**Task to carry out**. Put the lines of the rows below, from the first line up to and including the line containing "[769,464,800,530]", into a Markdown table with the columns Number and Line. Number each line in order and leave out blank lines.

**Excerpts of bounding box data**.
====================
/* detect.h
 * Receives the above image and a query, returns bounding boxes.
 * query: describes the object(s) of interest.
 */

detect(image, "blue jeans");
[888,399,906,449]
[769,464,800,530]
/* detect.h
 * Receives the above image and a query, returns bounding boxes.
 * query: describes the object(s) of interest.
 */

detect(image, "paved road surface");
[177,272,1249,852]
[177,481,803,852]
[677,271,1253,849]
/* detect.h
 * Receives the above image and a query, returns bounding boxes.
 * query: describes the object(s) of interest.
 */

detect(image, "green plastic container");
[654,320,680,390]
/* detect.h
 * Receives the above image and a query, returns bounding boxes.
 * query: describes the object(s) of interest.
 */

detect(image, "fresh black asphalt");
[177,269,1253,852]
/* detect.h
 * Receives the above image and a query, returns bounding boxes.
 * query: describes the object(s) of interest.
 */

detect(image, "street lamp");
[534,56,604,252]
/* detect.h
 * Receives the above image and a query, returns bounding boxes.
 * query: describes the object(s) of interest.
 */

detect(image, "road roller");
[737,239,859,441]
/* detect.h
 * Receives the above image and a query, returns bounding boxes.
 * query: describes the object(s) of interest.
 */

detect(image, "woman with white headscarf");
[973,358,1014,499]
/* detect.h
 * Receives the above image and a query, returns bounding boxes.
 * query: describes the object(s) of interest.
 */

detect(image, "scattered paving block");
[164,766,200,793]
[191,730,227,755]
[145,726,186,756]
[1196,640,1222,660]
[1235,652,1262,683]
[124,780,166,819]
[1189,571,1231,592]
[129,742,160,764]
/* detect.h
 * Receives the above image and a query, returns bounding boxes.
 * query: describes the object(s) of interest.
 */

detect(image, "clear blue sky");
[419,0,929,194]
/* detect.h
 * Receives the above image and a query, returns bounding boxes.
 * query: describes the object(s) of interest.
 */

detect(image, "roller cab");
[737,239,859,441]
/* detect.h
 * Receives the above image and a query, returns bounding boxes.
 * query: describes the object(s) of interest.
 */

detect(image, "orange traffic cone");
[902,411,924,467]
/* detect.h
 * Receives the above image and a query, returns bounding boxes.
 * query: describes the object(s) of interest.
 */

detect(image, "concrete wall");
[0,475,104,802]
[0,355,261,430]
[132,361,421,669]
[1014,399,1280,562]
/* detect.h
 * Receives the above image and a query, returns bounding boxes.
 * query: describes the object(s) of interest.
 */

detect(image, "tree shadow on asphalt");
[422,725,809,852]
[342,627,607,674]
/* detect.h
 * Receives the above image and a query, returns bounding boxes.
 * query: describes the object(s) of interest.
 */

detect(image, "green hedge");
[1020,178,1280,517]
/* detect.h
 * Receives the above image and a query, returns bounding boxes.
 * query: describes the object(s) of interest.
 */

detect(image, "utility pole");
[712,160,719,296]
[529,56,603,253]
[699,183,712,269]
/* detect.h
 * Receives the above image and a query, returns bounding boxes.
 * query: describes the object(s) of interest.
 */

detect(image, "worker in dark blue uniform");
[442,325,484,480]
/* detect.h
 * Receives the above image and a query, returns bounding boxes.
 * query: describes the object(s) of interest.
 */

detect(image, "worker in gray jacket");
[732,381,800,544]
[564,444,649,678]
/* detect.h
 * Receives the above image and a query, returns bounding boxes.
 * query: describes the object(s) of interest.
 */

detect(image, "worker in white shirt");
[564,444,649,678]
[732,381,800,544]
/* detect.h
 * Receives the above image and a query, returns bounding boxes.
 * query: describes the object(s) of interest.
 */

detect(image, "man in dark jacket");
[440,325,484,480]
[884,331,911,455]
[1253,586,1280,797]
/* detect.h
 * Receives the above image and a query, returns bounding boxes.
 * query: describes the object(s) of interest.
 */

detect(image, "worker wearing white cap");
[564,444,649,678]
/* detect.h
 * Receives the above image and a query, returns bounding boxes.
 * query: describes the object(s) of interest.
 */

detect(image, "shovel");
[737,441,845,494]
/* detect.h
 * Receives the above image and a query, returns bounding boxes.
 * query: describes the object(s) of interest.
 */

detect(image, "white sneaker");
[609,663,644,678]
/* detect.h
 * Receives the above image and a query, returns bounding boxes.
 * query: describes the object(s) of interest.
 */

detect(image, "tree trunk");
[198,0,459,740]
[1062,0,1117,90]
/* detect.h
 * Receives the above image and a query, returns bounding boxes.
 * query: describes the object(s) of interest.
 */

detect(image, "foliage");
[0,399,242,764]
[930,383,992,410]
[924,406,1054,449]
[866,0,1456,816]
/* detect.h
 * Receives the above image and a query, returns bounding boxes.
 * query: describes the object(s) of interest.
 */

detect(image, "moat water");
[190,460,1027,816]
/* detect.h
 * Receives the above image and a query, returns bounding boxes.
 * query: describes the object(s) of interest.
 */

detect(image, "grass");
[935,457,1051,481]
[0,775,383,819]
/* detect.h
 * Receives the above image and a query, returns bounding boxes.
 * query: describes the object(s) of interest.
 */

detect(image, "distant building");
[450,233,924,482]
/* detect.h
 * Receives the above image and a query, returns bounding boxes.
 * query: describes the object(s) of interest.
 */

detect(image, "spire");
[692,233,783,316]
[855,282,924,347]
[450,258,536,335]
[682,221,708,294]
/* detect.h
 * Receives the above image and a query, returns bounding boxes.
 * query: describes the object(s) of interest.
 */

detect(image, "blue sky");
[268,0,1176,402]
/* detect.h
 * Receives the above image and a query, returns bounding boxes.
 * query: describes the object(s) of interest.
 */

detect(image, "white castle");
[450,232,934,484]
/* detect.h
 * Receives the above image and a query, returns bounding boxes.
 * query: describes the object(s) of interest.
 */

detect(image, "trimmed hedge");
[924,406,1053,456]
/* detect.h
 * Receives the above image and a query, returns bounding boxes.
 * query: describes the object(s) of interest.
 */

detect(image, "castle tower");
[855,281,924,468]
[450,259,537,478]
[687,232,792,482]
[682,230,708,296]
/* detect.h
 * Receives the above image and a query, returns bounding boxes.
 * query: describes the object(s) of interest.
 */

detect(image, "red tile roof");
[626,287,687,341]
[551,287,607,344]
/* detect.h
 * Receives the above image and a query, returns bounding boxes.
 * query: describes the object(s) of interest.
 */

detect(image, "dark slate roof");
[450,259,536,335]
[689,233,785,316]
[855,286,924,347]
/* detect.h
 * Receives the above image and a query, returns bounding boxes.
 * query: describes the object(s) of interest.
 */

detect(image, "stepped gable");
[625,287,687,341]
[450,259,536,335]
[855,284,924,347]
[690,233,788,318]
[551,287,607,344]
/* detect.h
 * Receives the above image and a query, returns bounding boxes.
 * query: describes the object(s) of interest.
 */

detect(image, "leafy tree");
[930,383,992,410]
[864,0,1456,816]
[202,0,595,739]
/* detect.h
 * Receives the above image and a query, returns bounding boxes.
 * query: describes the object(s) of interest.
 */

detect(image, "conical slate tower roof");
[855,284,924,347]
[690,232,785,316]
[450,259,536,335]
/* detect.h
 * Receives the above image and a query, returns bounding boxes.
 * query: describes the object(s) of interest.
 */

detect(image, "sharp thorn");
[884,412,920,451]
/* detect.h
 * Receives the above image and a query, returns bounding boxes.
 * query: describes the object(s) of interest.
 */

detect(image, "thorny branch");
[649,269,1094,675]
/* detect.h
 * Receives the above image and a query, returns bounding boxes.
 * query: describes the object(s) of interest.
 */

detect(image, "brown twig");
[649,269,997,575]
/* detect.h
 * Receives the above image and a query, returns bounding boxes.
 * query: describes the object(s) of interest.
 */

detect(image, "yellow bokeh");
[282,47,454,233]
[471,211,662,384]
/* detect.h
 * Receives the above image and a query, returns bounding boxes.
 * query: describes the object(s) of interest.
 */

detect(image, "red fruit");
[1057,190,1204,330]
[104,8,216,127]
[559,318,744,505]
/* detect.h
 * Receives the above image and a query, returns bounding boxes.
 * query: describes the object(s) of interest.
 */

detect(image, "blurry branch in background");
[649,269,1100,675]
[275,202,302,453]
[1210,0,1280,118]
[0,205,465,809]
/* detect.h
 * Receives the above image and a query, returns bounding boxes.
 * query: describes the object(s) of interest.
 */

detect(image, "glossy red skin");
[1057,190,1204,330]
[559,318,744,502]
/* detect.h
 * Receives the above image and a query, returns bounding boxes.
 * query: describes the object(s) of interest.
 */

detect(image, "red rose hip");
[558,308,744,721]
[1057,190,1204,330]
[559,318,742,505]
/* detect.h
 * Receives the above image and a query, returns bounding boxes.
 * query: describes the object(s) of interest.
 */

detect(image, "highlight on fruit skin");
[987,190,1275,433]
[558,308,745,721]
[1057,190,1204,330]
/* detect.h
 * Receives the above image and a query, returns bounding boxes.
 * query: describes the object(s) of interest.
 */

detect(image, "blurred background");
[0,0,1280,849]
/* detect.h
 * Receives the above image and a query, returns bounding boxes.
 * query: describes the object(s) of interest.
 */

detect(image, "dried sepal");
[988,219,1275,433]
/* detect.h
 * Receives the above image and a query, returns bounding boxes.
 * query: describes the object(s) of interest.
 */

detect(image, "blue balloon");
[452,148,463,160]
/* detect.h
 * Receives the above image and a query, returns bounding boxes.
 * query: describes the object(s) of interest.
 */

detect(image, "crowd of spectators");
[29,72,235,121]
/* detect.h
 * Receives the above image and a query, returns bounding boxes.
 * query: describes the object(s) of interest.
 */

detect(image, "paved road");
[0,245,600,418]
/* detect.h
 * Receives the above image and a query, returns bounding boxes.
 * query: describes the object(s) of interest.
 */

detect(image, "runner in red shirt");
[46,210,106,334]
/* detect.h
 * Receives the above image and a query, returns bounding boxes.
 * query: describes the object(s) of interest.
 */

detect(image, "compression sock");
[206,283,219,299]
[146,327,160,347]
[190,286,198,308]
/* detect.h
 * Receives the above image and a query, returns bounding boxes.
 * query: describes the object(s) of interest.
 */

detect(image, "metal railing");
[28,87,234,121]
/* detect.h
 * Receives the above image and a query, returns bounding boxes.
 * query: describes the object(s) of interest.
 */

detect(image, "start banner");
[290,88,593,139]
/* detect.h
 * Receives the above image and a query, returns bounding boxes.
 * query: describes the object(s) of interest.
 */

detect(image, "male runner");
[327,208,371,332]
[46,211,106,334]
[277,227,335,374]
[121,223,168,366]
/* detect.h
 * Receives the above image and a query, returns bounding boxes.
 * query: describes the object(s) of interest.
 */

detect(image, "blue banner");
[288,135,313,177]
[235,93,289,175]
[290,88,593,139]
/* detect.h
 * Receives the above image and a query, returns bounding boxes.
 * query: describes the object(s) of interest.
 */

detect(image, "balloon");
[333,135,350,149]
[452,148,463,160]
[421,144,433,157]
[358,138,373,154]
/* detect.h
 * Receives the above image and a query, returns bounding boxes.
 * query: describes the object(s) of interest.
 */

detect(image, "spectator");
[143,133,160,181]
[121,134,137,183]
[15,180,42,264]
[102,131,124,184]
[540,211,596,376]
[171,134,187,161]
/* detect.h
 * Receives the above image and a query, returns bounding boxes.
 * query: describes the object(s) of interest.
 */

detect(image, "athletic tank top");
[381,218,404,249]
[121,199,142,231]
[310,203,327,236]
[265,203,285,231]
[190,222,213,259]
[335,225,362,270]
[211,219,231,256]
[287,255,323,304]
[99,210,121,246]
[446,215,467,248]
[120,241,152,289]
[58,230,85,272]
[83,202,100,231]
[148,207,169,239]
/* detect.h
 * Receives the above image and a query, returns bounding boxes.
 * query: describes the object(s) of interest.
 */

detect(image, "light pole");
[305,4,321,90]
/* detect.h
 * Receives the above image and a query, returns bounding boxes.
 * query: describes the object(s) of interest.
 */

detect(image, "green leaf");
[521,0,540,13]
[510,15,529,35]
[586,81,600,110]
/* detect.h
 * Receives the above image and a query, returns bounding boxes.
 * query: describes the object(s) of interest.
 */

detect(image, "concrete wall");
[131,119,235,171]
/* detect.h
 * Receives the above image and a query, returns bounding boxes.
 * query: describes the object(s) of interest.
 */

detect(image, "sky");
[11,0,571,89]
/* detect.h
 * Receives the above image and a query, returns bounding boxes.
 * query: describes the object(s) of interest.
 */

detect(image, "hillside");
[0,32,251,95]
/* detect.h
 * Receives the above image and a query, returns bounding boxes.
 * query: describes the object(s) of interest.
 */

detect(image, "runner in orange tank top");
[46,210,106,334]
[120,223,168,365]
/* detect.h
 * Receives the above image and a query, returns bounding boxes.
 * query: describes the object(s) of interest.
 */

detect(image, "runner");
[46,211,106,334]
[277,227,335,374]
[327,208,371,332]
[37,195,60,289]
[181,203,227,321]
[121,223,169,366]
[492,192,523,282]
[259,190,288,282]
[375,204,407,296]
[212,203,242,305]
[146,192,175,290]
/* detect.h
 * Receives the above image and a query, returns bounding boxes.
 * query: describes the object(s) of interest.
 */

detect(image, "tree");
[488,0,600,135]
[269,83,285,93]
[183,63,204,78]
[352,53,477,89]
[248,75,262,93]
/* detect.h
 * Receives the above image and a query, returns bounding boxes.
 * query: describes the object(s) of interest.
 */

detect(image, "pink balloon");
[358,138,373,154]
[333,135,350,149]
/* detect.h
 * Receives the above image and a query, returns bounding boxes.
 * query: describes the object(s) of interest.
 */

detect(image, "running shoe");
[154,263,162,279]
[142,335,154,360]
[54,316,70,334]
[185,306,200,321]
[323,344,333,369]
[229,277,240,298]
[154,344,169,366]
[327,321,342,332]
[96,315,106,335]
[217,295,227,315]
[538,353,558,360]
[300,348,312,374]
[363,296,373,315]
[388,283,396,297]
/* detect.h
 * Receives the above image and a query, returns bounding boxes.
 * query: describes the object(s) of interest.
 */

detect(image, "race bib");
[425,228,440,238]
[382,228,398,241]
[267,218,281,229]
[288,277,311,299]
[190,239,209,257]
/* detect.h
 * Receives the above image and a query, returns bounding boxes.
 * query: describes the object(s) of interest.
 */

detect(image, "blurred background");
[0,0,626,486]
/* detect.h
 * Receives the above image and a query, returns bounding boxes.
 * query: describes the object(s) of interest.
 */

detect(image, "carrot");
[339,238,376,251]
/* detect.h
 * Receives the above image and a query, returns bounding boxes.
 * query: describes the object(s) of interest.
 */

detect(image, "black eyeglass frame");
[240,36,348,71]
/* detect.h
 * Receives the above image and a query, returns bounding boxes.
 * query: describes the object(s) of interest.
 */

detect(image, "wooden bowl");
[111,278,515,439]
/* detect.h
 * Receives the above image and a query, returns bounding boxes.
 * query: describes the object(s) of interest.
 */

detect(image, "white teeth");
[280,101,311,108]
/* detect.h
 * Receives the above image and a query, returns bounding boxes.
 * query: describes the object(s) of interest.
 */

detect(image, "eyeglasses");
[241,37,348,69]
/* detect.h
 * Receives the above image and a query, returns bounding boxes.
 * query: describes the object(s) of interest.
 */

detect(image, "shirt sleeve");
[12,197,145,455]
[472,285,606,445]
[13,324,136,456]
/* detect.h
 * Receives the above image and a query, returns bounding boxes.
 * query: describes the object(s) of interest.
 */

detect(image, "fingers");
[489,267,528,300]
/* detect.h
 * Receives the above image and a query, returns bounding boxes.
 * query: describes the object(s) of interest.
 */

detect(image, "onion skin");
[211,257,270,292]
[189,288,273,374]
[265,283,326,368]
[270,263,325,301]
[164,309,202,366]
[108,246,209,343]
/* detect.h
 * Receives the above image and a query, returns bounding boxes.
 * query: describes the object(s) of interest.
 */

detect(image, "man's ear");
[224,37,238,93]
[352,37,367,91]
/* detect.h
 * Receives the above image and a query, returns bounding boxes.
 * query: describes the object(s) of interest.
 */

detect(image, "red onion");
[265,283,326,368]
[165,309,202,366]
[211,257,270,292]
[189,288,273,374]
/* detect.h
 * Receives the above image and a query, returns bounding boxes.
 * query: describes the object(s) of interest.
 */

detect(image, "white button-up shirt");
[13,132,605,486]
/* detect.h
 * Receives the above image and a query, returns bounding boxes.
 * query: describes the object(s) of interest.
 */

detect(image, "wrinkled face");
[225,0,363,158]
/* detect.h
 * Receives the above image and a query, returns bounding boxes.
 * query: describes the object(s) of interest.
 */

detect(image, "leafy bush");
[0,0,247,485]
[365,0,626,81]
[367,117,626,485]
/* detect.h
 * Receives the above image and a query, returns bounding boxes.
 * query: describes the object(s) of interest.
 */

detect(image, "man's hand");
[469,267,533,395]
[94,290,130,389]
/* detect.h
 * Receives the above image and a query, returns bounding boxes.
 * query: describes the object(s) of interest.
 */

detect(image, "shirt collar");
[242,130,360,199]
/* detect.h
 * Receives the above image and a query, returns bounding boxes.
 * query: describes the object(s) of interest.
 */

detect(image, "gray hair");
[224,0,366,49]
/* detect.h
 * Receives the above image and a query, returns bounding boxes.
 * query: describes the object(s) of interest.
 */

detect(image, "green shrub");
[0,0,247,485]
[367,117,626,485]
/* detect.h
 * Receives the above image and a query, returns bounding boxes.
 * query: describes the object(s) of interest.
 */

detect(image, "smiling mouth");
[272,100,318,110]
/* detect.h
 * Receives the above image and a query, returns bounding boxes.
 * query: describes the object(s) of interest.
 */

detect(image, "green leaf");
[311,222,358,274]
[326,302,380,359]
====================
**Expected answer**.
| Number | Line |
|---|---|
| 1 | /* detect.h |
| 2 |  * Receives the above image and a query, returns bounding boxes. |
| 3 |  * query: describes the object(s) of interest. |
| 4 |  */ |
| 5 | detect(image, "blue jeans"); |
| 6 | [888,399,906,449] |
| 7 | [769,464,800,530] |